━━━ The input
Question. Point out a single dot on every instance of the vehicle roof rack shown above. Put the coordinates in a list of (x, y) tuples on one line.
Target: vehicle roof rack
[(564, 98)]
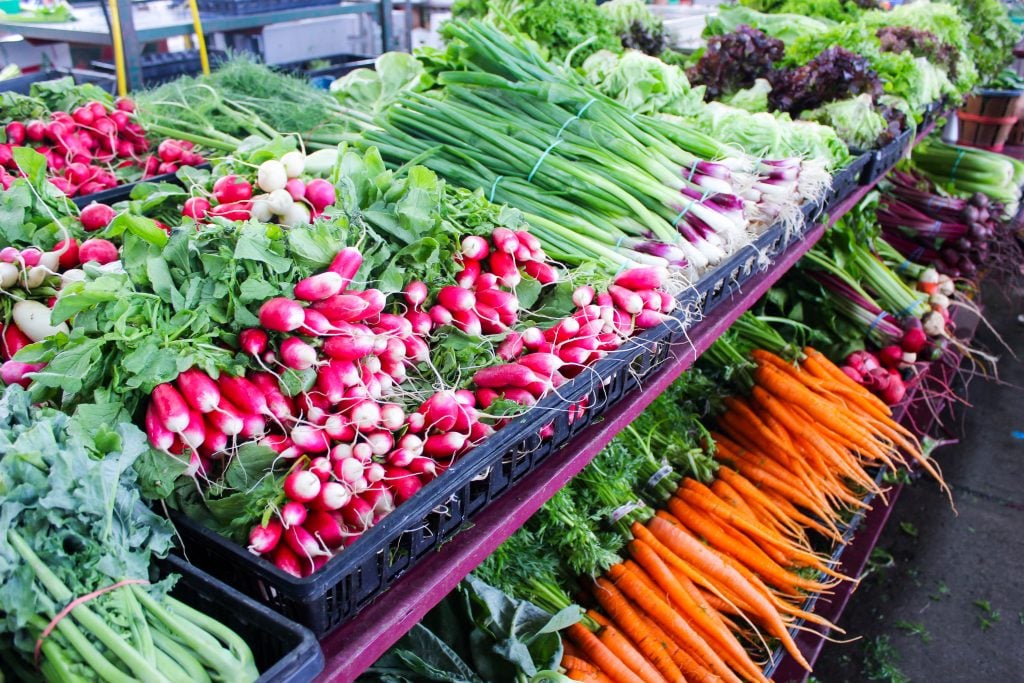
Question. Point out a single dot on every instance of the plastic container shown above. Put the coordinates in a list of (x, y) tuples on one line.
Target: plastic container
[(987, 118), (285, 651), (257, 6), (365, 570)]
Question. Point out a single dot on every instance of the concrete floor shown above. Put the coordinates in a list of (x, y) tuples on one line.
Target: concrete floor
[(943, 601)]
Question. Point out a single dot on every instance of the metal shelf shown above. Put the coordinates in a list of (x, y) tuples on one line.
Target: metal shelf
[(354, 646)]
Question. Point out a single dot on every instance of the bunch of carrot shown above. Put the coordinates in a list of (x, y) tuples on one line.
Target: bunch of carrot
[(720, 565)]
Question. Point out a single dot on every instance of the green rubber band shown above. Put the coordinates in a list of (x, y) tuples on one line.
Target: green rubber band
[(540, 161), (494, 187), (960, 156), (682, 214)]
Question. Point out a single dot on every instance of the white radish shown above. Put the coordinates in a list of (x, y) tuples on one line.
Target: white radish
[(33, 318)]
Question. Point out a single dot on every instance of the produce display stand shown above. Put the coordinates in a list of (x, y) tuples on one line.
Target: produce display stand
[(853, 557), (158, 20), (350, 649)]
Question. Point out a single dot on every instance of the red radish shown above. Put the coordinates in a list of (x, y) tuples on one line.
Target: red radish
[(160, 437), (199, 390), (505, 240), (293, 513), (231, 188), (402, 482), (195, 433), (506, 375), (475, 247), (359, 512), (69, 257), (15, 133), (310, 438), (419, 322), (333, 496), (302, 485), (366, 415), (243, 394), (416, 293), (263, 539), (196, 208), (645, 278), (282, 314), (96, 216), (440, 315), (232, 211), (511, 348), (326, 528), (297, 354), (346, 263), (320, 287), (253, 426), (890, 356), (467, 322), (97, 251), (170, 408), (343, 307), (443, 445), (226, 418), (541, 271), (303, 544), (467, 276), (321, 195)]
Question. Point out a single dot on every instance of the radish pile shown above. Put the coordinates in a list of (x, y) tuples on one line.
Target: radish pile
[(290, 195), (90, 148), (357, 440)]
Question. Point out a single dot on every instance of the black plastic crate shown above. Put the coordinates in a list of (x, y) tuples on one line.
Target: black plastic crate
[(257, 6), (884, 159), (729, 275), (417, 527), (847, 179), (285, 651)]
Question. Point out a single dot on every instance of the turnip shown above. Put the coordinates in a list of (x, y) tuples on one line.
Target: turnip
[(280, 203), (321, 194), (264, 538), (199, 390), (302, 485), (297, 354), (326, 527), (333, 496), (33, 318), (96, 216), (231, 188), (196, 208), (271, 175), (170, 408), (294, 163), (282, 314)]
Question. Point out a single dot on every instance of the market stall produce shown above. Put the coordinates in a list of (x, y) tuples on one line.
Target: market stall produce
[(359, 337)]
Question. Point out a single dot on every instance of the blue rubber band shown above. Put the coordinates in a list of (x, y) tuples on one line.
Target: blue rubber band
[(877, 322), (541, 160), (579, 115), (494, 187), (960, 156), (686, 210)]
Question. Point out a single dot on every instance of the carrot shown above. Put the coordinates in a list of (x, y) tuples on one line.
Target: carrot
[(667, 617), (599, 653), (627, 619), (705, 560), (623, 648), (570, 662), (747, 553), (706, 623)]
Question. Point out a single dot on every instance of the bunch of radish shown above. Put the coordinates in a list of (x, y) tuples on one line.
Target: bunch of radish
[(284, 191), (84, 148)]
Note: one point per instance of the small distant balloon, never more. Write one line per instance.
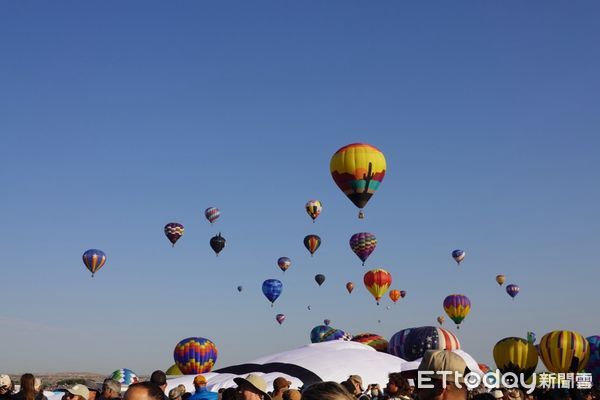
(314, 208)
(212, 214)
(320, 278)
(349, 287)
(173, 231)
(217, 243)
(284, 263)
(512, 290)
(280, 318)
(458, 255)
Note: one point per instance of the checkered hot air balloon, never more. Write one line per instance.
(363, 244)
(195, 355)
(173, 231)
(94, 259)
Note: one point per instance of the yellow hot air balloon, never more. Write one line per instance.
(358, 170)
(564, 351)
(500, 279)
(515, 355)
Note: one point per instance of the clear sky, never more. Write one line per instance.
(119, 117)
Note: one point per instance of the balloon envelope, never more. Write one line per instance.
(195, 355)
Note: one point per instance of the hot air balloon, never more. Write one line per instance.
(512, 290)
(313, 208)
(412, 343)
(458, 255)
(371, 339)
(457, 306)
(564, 351)
(94, 259)
(312, 243)
(195, 355)
(173, 231)
(272, 289)
(363, 244)
(593, 365)
(284, 263)
(217, 243)
(125, 377)
(500, 279)
(515, 355)
(349, 287)
(212, 214)
(377, 282)
(358, 170)
(320, 278)
(280, 318)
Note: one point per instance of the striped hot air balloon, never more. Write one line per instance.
(564, 351)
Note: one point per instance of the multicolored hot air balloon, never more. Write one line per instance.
(319, 278)
(349, 287)
(173, 231)
(564, 351)
(284, 263)
(593, 365)
(312, 243)
(457, 306)
(358, 170)
(500, 279)
(512, 290)
(412, 343)
(371, 339)
(280, 318)
(272, 289)
(217, 243)
(125, 377)
(363, 244)
(212, 214)
(377, 282)
(94, 259)
(458, 255)
(515, 355)
(314, 208)
(195, 355)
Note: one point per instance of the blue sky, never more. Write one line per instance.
(118, 117)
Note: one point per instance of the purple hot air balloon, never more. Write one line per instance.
(280, 318)
(363, 244)
(512, 290)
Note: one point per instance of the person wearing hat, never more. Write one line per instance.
(253, 387)
(280, 385)
(202, 393)
(441, 376)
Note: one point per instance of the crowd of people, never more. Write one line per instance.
(444, 385)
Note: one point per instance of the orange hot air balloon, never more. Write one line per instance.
(349, 287)
(358, 170)
(377, 282)
(395, 295)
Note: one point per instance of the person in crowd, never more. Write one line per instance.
(280, 385)
(160, 378)
(144, 391)
(327, 391)
(253, 387)
(202, 393)
(446, 371)
(5, 387)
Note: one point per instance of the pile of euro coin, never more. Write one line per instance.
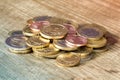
(61, 39)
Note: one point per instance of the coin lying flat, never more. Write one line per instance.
(15, 33)
(83, 51)
(37, 42)
(61, 44)
(70, 28)
(100, 50)
(16, 42)
(20, 51)
(68, 60)
(53, 31)
(27, 31)
(35, 27)
(76, 40)
(90, 31)
(49, 52)
(97, 43)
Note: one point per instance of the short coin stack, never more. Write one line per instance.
(60, 39)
━━━━━━
• Stated exercise
Copy all of the material above line for line without any changes, leaving the pictures out of your answer.

• Task output
Question. Point out a single dot on every instance of the vehicle roof rack shown above. Put the coordinates in a list of (x, y) tuples on one line.
Target: vehicle roof rack
[(564, 98)]
Question. Point out a single dot on every instance of the plastic container shown above. Put the coordinates in a list of (x, y) tuples on one line.
Target: plastic container
[(987, 118), (285, 651), (257, 6), (365, 570)]
Question. Point out a single dot on every instance of the concrete floor shown above. Put the coordinates in a list of (x, y) tuples on one line.
Target: concrete floor
[(943, 601)]
Question. Point out a single dot on every instance of the metal shelf shown above. Put the coordinates in a list of (x, y) tuples on one line.
Target: metal shelf
[(354, 646)]
Question. Point out a single dot on every instance of the bunch of carrot shown above. Put the coordinates in a list of (x, y) tuples on one line.
Target: bunch of carrot
[(720, 565)]
Question. Point out a single dot on every instance of the green rubber band shown above. Put the coordinates in a list of (x, y) tuples on one line.
Target: green rubber band
[(540, 161), (494, 187), (960, 156), (682, 214)]
Question. Point out a single dot on every instance of the white radish shown above. Put the coordinates in a list of (x, y) tuples on one line.
Target: white radish
[(33, 318)]
Question. Point out a single dot on every instance of the produce display stand shown above. Put the coordinates in a list of (x, y) tuples on one line.
Target: produce display stand
[(853, 557), (158, 20), (350, 649)]
Question. Point out a single dot on every instance of the red radish shown above. Put the coordinates in a list of (x, y) tuples on one line.
Target: red radish
[(160, 437), (199, 390), (505, 240), (293, 513), (231, 188), (402, 482), (195, 433), (506, 375), (475, 247), (359, 512), (69, 257), (15, 133), (310, 438), (419, 322), (333, 496), (302, 485), (366, 415), (243, 394), (416, 293), (263, 539), (196, 208), (645, 278), (282, 314), (96, 216), (440, 315), (232, 211), (511, 348), (326, 528), (297, 354), (346, 263), (320, 287), (253, 426), (890, 356), (467, 322), (97, 251), (170, 408), (343, 307), (443, 445), (226, 418), (541, 271), (303, 544), (467, 276), (321, 195)]
Question. Point out a single dot on every instance of the radish pile shown above. Put the coordinates in a list of (x, y) tuples on one line.
Target: radish pile
[(290, 195), (90, 148), (357, 440)]
Question. Point out a single dot on every instance of the black plastic crate shown above. Put the coordinates in a list of (x, y) tuples on one line.
Target: black plastic crate
[(257, 6), (884, 159), (729, 275), (417, 527), (847, 179), (285, 651)]
Question. Point out a single dot on every instance of the turnip shown above. Put the coordinates in a list of (x, y) tuples on one line.
Target: turnip
[(280, 203), (321, 194), (264, 538), (199, 390), (302, 485), (297, 354), (326, 527), (333, 496), (33, 318), (96, 216), (231, 188), (196, 208), (271, 175), (170, 408), (294, 163), (282, 314)]
Question. Point out a single dot on every instance of the market stall produce shown above. Put the coordinates in a list of (x, y) tuples on one line.
Target: market stall produce
[(359, 337)]
Question. Point out a single dot on every instance of the blue rubber band shown above. Put the coordinates in a list of (x, y) tuples on one line.
Target: blue rubber band
[(877, 322), (541, 160), (579, 115), (494, 187), (960, 156), (686, 210)]
Question. Point out a single dot on every instance of the carrot shown above. Put the coordinates in a list of (x, y) tuples on one line.
Target: carrot
[(667, 617), (599, 653), (627, 619), (705, 560), (623, 648), (570, 662), (747, 553), (706, 623)]
Question. Point out a single dot on every instance of the bunch of radish shown above. Put the coordinates in a list of (x, y) tuples on one line.
Target: bunch of radish
[(284, 191), (84, 148)]
Note: one point per instance of the small distant balloon, never more. Write one line per instance.
(314, 208)
(212, 214)
(320, 278)
(349, 287)
(173, 231)
(217, 243)
(284, 263)
(512, 290)
(280, 318)
(458, 255)
Note: one point per instance of the checkered hot air balloon, never more. Write one line per instance.
(363, 244)
(195, 355)
(173, 231)
(94, 259)
Note: one point per instance of the yellow hot air balloon, never more. Write one line per instance.
(358, 170)
(564, 351)
(500, 279)
(515, 355)
Note: one point per instance of the clear sky, never more. Write one line per instance.
(119, 117)
Note: one point per instance of the balloon envelope, never more. Write one line per instance.
(195, 355)
Note: one point per instance of the hot air balloon, never more. Write one line per instance.
(512, 290)
(313, 208)
(412, 343)
(458, 255)
(371, 339)
(457, 306)
(564, 351)
(94, 259)
(312, 243)
(195, 355)
(173, 231)
(272, 289)
(363, 244)
(593, 365)
(284, 263)
(217, 243)
(125, 377)
(500, 279)
(515, 355)
(349, 287)
(212, 214)
(377, 282)
(358, 170)
(320, 278)
(280, 318)
Note: one point per instance of the striped hot air balloon, never more. Write one line per instance.
(564, 351)
Note: one point per instance of the multicolored hot air balloon, never more. Write one line per instance.
(319, 278)
(349, 287)
(173, 231)
(564, 351)
(284, 263)
(593, 365)
(312, 243)
(457, 306)
(358, 170)
(500, 279)
(512, 290)
(412, 343)
(371, 339)
(280, 318)
(272, 289)
(217, 243)
(125, 377)
(363, 244)
(212, 214)
(377, 282)
(94, 259)
(458, 255)
(515, 355)
(314, 208)
(195, 355)
Note: one point per instance of the blue sky, never more. Write one line per instance.
(118, 117)
Note: one point per instance of the purple hot air balloon, never more. Write one line per instance.
(280, 318)
(363, 244)
(512, 290)
Note: one point per instance of the person wearing hat, never more. Write one line per instance.
(253, 387)
(280, 385)
(202, 393)
(441, 376)
Note: one point per instance of the crowd of people, never more. Write one line per instance.
(444, 385)
Note: one point per instance of the orange hot air balloon, never more. Write one line per instance.
(349, 287)
(358, 170)
(377, 282)
(395, 295)
Note: one point per instance of the person in crowd, never more. Write one line per instance.
(280, 385)
(160, 378)
(144, 391)
(327, 391)
(253, 387)
(202, 393)
(446, 371)
(5, 387)
Note: one point per instance of the pile of euro coin, never more. Write one line per instance.
(61, 39)
Note: one point per instance of the coin lying flat, never more. Write one line per instance.
(15, 33)
(83, 51)
(37, 42)
(61, 44)
(70, 28)
(100, 50)
(16, 42)
(20, 51)
(68, 60)
(53, 31)
(27, 31)
(35, 27)
(76, 40)
(90, 31)
(49, 52)
(97, 43)
Note: one point per instance of the short coin stack, never more. Write one line per instance.
(60, 39)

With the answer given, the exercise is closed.